** Exercise goal **
Tally the lines of the data below that contain the string "woman", with case counting, and report only the number.

** Material supplied **
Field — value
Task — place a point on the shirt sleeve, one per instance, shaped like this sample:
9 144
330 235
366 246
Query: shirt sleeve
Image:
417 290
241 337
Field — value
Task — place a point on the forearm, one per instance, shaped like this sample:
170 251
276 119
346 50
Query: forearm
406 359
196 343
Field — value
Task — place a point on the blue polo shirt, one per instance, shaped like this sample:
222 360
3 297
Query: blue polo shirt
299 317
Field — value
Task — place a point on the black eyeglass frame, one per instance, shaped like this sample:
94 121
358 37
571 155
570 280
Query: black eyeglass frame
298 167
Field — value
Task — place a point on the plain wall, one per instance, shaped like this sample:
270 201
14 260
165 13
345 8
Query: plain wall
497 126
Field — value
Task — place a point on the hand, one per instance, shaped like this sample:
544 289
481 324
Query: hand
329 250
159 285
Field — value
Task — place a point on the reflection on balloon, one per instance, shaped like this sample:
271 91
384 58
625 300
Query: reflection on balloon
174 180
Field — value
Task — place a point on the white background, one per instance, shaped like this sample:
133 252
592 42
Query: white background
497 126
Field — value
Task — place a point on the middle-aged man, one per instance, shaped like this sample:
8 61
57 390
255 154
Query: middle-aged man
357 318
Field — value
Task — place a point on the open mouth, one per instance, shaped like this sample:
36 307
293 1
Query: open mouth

--

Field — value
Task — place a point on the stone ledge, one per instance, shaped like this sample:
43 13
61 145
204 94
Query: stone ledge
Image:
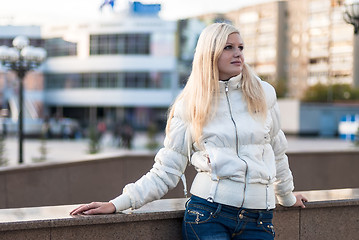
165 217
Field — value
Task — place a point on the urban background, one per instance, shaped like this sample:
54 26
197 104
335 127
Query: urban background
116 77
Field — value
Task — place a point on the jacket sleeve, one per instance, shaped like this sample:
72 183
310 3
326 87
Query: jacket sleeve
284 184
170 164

* * *

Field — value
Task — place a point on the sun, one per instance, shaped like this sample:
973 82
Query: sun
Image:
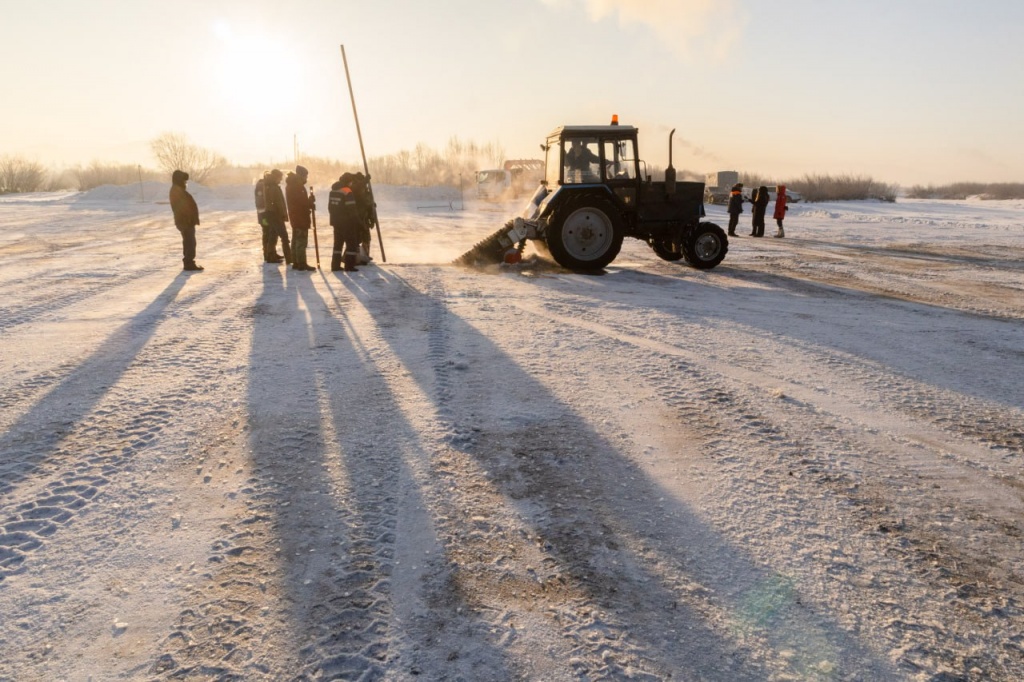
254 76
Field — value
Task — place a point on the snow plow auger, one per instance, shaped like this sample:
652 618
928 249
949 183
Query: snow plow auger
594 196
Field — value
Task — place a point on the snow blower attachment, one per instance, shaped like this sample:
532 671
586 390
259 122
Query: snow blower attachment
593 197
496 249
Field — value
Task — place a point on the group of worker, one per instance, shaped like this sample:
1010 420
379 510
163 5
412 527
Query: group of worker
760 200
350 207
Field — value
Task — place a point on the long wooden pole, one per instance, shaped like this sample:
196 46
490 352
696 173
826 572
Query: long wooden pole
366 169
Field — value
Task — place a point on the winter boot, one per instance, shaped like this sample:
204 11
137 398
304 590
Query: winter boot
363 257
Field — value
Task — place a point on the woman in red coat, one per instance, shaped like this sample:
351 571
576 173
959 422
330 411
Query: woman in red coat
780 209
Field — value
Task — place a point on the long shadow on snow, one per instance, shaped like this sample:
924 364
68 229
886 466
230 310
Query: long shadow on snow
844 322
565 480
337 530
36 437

** Correct answer **
2